| CHALLENGE |
Please rewrite the records below, starting at the line that has "Point to the yellow" and continuing through the last record, changing "integer pixel values" to "whole-number pixel values" and leaving everything else as it stands. Return only those lines.
+ + + + + + +
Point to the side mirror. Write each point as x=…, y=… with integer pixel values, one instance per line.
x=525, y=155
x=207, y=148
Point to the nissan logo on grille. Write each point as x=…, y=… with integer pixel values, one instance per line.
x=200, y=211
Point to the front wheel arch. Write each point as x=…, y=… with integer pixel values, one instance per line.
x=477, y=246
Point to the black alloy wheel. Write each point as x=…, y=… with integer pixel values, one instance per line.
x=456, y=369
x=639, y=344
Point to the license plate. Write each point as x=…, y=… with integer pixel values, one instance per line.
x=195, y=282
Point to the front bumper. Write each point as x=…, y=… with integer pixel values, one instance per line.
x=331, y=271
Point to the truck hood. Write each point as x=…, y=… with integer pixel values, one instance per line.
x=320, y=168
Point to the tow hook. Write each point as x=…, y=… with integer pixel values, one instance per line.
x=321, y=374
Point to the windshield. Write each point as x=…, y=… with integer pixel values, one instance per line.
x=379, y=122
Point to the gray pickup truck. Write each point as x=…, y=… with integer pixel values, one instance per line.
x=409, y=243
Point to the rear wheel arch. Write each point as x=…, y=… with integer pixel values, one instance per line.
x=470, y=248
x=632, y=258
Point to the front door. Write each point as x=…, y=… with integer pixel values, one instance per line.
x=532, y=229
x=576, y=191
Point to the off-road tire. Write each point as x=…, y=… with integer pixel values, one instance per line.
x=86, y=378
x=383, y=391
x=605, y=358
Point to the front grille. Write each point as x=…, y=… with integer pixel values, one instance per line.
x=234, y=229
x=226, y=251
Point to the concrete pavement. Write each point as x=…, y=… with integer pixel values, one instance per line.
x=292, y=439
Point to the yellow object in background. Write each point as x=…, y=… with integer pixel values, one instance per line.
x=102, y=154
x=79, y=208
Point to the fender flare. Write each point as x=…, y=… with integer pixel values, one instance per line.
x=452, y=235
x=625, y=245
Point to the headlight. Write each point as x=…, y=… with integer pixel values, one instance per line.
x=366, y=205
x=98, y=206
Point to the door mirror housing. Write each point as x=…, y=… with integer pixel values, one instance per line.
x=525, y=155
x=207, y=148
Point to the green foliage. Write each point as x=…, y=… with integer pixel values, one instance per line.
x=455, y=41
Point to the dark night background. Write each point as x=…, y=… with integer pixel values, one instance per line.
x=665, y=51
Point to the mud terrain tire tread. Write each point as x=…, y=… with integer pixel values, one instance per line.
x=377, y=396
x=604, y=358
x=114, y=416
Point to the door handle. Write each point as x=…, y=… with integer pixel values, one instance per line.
+ + + + + + +
| FULL SOLUTION |
Point to the yellow object in background. Write each point as x=…, y=… with whole-number pixel values, one instance per line.
x=102, y=154
x=79, y=208
Point to the fender flare. Write each point as x=…, y=… with whole-number pixel values, one instance per line.
x=452, y=235
x=625, y=245
Point to the headlight. Write each point as x=…, y=… with whole-number pixel values, one instance per line.
x=366, y=205
x=98, y=206
Point to the door mirror housing. Write each point as x=…, y=… with whole-number pixel values, one instance per line.
x=525, y=155
x=207, y=148
Point to the green foliage. Write each point as x=…, y=… with whole-number pixel values, one instance per line.
x=455, y=41
Point to the dark night background. Write each point as x=…, y=… with whole-number pixel values, one instance per line.
x=665, y=51
Point to the mud terrain tire tread. Write each point as x=…, y=… with whole-number pixel values, one instance per line.
x=377, y=396
x=604, y=358
x=114, y=416
Point to the door handle. Write each point as x=…, y=… with whole-number pixel values, one instance per line.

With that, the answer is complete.